[提示文]:
┄┄┄┄┄┄┄┄┄┄┄┄┄┄┄┄┄┄┄┄

[書評]ナイチンゲールと貝原益軒

3か月ほど前、右足首から甲にかけて痛みを感じ、少々歩行に困難を生じて苦しんだ。すでに日常生活に支障のないほど回復しているが、まだ若干の違和感が残っている。人は、病気やケガをしたとき、普段感じることのないさまざまなことの知るものである。たとえばわたくしのように脚に来たような場合は、小さな段差や、道のデコボコに注意が行くし、駅のエレベーターやエスカレーターのありがたみを知り、道行く人で杖をついて歩く人を見かければ、その人の心の中まで推し量れるようになる。しかし、幸か不幸か、自らの痛みが治まってしまうと、そうした風景に目が行くことがなく、見過ごす生活に戻ってしまう。
書店を覗いたり、新聞の広告やテレビの番組を見ると、健康関連の書籍、商品広告があふれかえっている。「○○健康法」「健康食品の○○」「○○には○○クリニック」・・・。
わたくしも、今まで、ちょっと体がおかしくなると、何冊もの健康法に関する本を読んできたし、雑誌の記事などを切り抜いたこともある。しかし最近、大幅な書籍の整理整頓を行って、結局手元に残り座右の書になったのが、ナイチンゲール『看護覚え書』と貝原益軒『養生訓』の2冊である。

┄┄┄┄┄┄┄┄┄┄┄┄┄┄┄┄┄┄┄┄

[課題内容]:
ナイチンゲールと貝原益軒を扱った書評の「[書評]ナイチンゲールと貝原益軒」から「見過ごす生活に戻ってしまう。」までを、一字一句そのまま書き写せ。

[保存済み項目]
┄┄┄┄┄┄┄┄┄┄┄┄┄┄┄┄┄┄┄┄

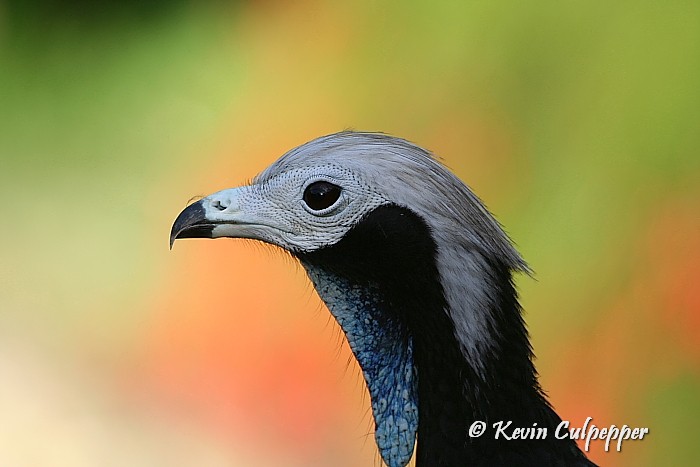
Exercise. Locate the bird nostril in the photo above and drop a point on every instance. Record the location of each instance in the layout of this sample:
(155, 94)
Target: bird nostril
(218, 205)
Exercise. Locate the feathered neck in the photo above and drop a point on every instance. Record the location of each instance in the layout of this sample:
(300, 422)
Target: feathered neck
(383, 284)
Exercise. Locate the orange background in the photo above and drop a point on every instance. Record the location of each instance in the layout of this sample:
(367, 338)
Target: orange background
(577, 123)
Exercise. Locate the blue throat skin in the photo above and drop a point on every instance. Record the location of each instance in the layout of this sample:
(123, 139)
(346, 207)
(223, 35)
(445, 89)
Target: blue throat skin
(381, 284)
(384, 350)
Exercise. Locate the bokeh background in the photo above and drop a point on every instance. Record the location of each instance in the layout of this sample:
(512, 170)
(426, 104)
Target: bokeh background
(577, 122)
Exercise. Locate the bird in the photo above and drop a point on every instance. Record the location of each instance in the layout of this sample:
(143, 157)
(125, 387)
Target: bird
(420, 277)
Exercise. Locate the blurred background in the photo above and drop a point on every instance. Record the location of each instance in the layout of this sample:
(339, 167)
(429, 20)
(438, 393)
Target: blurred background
(577, 122)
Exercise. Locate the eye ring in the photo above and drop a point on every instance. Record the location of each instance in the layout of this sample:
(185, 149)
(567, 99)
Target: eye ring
(321, 195)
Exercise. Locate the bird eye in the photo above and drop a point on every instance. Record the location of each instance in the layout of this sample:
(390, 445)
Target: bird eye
(321, 195)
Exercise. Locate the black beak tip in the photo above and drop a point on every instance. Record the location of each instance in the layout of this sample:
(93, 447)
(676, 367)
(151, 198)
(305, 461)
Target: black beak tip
(191, 223)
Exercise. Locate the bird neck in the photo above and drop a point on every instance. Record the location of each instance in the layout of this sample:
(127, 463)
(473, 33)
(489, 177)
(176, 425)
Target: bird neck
(382, 283)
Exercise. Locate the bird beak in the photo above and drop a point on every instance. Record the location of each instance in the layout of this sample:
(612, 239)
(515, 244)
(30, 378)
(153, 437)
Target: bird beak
(192, 223)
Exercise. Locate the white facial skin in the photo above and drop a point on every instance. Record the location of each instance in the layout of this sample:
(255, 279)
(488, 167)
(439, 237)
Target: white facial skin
(274, 210)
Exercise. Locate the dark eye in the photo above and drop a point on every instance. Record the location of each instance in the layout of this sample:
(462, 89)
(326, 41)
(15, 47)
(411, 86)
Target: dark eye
(321, 195)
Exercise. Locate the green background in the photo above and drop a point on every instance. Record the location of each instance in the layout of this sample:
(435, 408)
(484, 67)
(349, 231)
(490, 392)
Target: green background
(577, 122)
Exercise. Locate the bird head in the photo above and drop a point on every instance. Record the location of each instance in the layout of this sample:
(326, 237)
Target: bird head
(395, 244)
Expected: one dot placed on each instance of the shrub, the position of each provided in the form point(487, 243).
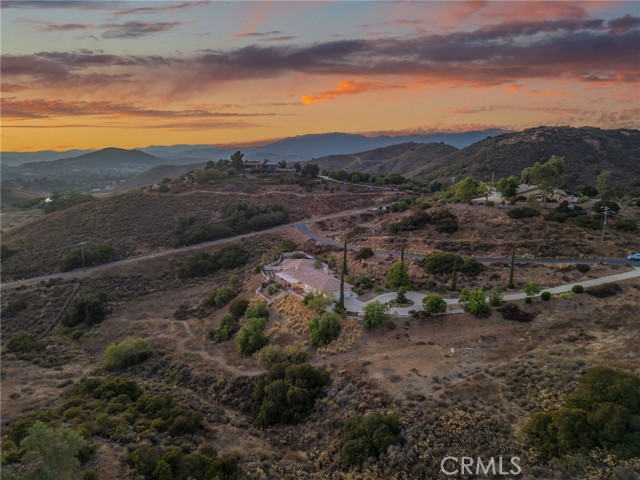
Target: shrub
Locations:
point(88, 308)
point(495, 296)
point(599, 206)
point(626, 225)
point(272, 355)
point(14, 306)
point(605, 290)
point(512, 312)
point(364, 437)
point(127, 353)
point(324, 329)
point(444, 221)
point(434, 305)
point(259, 309)
point(364, 253)
point(287, 394)
point(251, 337)
point(601, 414)
point(474, 302)
point(228, 326)
point(374, 314)
point(23, 342)
point(523, 212)
point(220, 297)
point(238, 308)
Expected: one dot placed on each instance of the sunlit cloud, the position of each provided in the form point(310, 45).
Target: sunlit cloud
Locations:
point(346, 87)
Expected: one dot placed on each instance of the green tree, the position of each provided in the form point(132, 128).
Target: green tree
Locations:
point(52, 453)
point(251, 337)
point(606, 186)
point(324, 329)
point(531, 289)
point(398, 275)
point(547, 176)
point(434, 305)
point(364, 437)
point(126, 353)
point(474, 302)
point(374, 314)
point(466, 189)
point(236, 161)
point(508, 187)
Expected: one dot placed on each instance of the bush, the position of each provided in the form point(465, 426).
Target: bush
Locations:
point(474, 302)
point(14, 306)
point(604, 291)
point(495, 296)
point(259, 309)
point(220, 297)
point(444, 221)
point(23, 342)
point(601, 414)
point(364, 437)
point(272, 355)
point(324, 329)
point(87, 308)
point(127, 353)
point(434, 305)
point(251, 337)
point(238, 308)
point(364, 253)
point(626, 225)
point(599, 206)
point(228, 326)
point(374, 314)
point(287, 394)
point(512, 312)
point(523, 212)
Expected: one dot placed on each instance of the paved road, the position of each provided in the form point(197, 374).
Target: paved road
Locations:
point(107, 266)
point(303, 227)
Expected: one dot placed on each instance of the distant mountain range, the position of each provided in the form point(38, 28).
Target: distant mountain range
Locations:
point(427, 158)
point(587, 151)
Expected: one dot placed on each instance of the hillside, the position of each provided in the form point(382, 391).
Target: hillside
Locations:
point(587, 151)
point(403, 158)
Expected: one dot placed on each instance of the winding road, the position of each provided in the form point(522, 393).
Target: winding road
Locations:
point(303, 227)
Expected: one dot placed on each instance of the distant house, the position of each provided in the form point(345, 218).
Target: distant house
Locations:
point(300, 276)
point(257, 167)
point(527, 191)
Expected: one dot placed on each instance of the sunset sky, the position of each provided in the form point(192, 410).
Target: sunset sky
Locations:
point(92, 74)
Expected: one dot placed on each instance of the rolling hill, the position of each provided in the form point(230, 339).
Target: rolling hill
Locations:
point(587, 151)
point(402, 159)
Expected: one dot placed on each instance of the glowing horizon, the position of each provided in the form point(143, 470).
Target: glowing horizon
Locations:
point(90, 75)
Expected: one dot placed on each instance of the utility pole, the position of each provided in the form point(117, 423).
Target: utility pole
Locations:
point(607, 211)
point(82, 244)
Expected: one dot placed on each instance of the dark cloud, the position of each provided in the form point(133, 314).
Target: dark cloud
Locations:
point(591, 50)
point(136, 29)
point(41, 108)
point(259, 34)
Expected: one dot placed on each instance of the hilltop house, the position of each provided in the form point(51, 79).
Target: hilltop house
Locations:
point(302, 277)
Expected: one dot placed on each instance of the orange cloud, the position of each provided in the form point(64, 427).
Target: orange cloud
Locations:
point(345, 87)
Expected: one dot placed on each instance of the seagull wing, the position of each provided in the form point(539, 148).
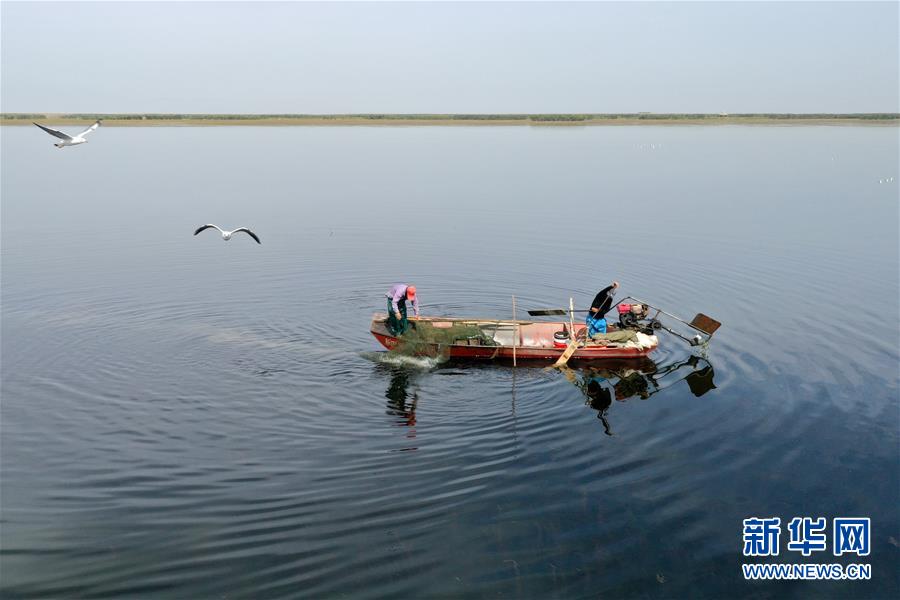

┄┄┄┄┄┄┄┄┄┄┄┄┄┄┄┄┄┄┄┄

[解答]:
[書評]ナイチンゲールと貝原益軒

3か月ほど前、右足首から甲にかけて痛みを感じ、少々歩行に困難を生じて苦しんだ。すでに日常生活に支障のないほど回復しているが、まだ若干の違和感が残っている。人は、病気やケガをしたとき、普段感じることのないさまざまなことの知るものである。たとえばわたくしのように脚に来たような場合は、小さな段差や、道のデコボコに注意が行くし、駅のエレベーターやエスカレーターのありがたみを知り、道行く人で杖をついて歩く人を見かければ、その人の心の中まで推し量れるようになる。しかし、幸か不幸か、自らの痛みが治まってしまうと、そうした風景に目が行くことがなく、見過ごす生活に戻ってしまう。